### TEXT TO READ
········

Since the end of 2006, a random sample of trucks from the traffic stream has been used in combination with the three-axle test truck for calibration (using the COST 323 procedures) on the N1 North. The performance of the two-axle, three-axle and random sample calibration methods at the Kranskop northbound and southbound WIM systems was compared for the period September 2006 to May 2007 (De Wet & Slavik 2008). Four calibrations were performed in each direction during the analysis period. Both these WIMs were well constructed in a good pavement. No alterations to the WIM installations or calibration settings were made during the analysis period, and all calibration factors from the three methods should ideally have been the same for each respective WIM.

········

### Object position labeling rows
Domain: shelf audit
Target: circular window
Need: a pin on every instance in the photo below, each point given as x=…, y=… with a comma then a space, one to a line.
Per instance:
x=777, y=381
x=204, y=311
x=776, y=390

········

### OBJECTIVES
**a)** According to the text on WIM calibration, how many calibrations were done in each direction during the analysis period?
**b)** Continue the text on WIM calibration at Kranskop, picking up right after its last sentence.

### IN RESPONSE
**a)** Four.

**b)**
It was found that the calibration factors calculated from the three methods (performed on the same day) differed by as much as 12%, and factors from individual methods differed by as much as 15% from one calibration session to the next. The random sample calibration results were expected to be more stable than the others, yet some anomalies were still found. It should be noted that special arrangements are required for accurate weighing of the random sample of trucks, and the low-speed WIM systems that were used to obtain reference masses on the N1 Freeway may well have contributed to the irregularities in calibration factors.
Similar problems with WIM installations, WIM calibration and data quality are experienced internationally. Some of the key technical needs that were noted by State representatives in a recent evaluation of current WIM calibration practices in the USA (Papagiannakis et al 2008) are listed below:
Develop more accurate sensors.
Develop better pavements in which to install sensors.
Create an understanding of how calibration test vehicles relate to the traffic stream.
Create an understanding of how pavement roughness relates to WIM accuracy.
Calibrate without using test trucks.
Attain a better understanding of the limitations of WIM data and educate the States on such limitations.
Identify and standardise best calibration practices.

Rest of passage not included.